↓↓↓

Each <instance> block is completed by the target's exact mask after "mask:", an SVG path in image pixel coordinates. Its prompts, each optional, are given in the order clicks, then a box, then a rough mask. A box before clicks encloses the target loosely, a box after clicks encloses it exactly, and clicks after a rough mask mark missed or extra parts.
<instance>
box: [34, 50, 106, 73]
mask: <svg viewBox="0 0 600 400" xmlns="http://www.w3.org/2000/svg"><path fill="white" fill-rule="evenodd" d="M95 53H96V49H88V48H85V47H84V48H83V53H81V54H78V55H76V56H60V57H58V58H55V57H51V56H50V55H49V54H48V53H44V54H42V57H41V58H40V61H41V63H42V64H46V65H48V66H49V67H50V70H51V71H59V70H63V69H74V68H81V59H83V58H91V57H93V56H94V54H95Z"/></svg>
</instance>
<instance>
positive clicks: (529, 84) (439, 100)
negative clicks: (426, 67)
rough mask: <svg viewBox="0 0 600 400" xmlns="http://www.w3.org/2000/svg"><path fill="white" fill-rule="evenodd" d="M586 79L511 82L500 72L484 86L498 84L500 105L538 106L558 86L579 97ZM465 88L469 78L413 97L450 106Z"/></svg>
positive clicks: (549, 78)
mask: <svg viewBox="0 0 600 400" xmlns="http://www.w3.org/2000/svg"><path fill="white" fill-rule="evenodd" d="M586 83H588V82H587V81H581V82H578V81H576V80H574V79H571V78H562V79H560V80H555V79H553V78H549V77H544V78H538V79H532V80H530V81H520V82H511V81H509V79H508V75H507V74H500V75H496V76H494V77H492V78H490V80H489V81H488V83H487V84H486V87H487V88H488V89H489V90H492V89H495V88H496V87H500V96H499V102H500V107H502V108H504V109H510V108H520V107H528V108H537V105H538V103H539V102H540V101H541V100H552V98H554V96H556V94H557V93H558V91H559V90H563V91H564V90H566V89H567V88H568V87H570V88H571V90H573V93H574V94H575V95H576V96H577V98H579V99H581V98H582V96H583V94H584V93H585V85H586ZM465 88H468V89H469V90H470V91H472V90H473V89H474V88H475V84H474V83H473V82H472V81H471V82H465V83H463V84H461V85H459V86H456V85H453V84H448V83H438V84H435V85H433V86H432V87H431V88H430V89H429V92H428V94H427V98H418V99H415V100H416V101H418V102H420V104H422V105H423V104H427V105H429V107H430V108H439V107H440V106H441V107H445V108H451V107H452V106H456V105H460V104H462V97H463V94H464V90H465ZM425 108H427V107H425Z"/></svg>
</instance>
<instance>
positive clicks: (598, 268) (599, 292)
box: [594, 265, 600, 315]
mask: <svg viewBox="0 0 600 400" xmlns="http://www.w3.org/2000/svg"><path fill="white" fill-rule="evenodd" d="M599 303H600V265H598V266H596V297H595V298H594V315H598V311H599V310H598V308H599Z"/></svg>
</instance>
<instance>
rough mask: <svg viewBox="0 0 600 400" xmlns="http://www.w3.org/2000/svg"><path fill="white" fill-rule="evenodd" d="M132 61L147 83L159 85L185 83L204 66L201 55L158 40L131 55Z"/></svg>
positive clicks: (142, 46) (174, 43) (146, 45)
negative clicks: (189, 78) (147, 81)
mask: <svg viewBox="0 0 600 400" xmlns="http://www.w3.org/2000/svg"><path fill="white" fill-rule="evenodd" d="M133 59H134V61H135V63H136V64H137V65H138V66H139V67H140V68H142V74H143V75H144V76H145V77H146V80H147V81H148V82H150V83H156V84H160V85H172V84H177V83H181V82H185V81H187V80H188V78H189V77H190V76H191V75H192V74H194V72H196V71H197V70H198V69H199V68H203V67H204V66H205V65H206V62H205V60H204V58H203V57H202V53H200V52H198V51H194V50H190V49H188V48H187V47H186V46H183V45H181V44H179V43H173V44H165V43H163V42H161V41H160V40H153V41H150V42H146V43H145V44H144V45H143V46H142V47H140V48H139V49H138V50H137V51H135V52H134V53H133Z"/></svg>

↑↑↑

• Description of the task:
If a line above includes the word "rough", count it; then give the final number by itself.

• Problem solution:
3